■ Records:

***

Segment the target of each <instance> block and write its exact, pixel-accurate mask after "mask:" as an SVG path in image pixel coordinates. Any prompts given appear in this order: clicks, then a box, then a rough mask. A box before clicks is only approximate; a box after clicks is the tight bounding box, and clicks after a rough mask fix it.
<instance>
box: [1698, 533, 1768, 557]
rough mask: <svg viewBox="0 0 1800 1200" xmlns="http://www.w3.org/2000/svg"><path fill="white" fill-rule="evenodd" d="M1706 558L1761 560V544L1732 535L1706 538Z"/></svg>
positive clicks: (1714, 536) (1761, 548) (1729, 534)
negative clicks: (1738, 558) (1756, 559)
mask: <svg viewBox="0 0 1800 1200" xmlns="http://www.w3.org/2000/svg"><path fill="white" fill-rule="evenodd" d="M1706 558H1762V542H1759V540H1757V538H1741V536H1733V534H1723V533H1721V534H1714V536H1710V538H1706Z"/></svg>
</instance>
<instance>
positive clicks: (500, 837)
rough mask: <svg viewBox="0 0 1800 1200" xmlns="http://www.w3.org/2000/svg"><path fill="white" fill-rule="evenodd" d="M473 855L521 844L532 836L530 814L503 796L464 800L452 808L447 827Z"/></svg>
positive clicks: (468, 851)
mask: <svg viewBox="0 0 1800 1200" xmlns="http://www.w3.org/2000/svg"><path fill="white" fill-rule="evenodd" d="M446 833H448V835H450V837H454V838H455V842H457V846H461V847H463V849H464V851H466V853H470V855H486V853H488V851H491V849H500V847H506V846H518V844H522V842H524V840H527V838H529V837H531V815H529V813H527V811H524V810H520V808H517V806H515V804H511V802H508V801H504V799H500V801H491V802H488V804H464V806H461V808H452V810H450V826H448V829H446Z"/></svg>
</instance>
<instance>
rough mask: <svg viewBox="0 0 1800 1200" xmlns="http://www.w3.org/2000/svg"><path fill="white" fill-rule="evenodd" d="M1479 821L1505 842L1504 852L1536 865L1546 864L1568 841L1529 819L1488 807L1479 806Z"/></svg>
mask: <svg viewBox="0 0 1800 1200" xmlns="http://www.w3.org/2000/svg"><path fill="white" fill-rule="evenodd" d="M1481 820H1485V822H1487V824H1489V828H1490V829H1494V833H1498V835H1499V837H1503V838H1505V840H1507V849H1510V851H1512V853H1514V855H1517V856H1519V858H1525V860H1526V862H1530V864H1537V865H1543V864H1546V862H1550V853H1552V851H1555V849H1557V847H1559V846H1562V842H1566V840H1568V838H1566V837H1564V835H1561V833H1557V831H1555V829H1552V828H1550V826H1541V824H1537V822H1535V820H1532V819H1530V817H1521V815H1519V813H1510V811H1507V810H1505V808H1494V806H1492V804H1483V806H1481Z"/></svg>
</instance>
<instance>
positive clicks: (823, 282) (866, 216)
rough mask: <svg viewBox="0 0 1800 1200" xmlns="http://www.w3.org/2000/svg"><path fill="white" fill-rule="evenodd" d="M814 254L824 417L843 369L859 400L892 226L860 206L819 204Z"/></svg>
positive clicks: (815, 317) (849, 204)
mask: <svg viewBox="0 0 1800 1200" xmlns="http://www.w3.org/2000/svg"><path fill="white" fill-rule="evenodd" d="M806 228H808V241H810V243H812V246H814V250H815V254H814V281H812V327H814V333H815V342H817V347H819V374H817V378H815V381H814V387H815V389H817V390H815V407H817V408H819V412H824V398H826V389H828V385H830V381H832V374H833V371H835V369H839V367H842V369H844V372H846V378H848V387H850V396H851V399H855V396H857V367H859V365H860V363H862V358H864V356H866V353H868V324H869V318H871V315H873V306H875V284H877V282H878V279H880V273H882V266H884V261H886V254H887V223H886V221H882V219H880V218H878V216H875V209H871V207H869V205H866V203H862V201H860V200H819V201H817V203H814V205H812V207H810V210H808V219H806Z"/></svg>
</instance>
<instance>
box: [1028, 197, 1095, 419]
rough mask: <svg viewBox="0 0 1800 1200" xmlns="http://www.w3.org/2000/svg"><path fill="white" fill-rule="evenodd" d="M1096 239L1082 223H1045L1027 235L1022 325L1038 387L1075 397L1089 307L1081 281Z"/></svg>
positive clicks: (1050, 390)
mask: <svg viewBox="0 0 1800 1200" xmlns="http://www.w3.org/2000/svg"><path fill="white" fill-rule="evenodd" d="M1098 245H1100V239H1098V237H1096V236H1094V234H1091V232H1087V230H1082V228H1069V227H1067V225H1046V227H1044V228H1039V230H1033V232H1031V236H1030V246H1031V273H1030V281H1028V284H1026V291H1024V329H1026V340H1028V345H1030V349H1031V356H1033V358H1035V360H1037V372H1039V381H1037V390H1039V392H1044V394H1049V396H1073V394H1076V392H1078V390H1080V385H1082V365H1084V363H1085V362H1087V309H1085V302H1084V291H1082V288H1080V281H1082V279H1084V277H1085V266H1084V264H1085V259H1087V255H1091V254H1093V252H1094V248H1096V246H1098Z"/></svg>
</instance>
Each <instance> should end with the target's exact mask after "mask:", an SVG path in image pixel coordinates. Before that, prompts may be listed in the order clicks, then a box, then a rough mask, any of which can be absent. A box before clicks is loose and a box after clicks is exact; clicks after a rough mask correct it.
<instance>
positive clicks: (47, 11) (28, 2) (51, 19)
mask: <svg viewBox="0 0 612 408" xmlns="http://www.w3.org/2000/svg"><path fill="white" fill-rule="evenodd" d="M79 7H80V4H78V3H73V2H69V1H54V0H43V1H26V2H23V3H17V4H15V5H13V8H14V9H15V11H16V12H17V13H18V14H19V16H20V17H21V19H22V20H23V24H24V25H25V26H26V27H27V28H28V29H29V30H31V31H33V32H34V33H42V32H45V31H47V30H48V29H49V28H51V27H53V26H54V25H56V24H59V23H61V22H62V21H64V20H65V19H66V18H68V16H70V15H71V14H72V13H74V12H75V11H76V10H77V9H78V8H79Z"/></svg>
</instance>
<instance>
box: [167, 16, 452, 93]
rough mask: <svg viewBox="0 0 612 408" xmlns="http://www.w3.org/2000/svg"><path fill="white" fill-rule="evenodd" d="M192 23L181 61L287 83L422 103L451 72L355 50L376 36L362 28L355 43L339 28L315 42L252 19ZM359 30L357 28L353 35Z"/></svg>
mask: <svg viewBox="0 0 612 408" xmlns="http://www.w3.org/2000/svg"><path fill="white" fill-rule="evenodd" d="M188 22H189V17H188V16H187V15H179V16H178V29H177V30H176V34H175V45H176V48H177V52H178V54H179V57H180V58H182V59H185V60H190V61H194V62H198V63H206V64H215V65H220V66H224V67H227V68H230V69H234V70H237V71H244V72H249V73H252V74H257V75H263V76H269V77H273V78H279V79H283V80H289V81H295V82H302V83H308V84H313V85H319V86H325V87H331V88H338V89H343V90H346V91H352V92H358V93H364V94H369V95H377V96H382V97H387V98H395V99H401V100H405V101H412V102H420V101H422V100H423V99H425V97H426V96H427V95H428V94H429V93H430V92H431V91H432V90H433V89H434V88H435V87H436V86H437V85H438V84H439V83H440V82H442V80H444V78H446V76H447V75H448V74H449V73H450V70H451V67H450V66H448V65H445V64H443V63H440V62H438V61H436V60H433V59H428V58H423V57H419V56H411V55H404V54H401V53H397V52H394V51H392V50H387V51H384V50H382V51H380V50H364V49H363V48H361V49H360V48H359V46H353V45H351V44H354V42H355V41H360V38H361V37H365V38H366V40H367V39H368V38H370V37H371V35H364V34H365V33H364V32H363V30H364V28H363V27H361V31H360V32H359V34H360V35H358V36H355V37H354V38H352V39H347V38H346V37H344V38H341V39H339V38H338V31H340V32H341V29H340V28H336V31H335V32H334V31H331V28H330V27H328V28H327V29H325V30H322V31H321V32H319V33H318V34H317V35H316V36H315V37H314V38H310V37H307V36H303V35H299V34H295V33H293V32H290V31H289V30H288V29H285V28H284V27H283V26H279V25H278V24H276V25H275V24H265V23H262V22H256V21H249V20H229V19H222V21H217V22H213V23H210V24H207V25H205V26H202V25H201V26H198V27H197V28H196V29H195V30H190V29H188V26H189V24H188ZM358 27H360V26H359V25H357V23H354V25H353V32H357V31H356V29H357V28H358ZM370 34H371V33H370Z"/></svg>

***

Copy the records above word for word, from their first line through the line containing "positive clicks: (1714, 536)", including both.

Segment the target of each <instance> block and write its exact, pixel-accurate mask after "mask:" as an SVG path in image pixel coordinates. Any prompts given appear in this order: clicks, then a box, then a rough mask. A box before clicks is only approximate; a box after clicks is the tight bounding box, and clicks after a rough mask fix it.
<instance>
box: [1698, 533, 1768, 557]
rough mask: <svg viewBox="0 0 1800 1200" xmlns="http://www.w3.org/2000/svg"><path fill="white" fill-rule="evenodd" d="M1706 558L1761 560V544L1732 535L1706 538Z"/></svg>
positive clicks: (1714, 536) (1761, 548) (1729, 534)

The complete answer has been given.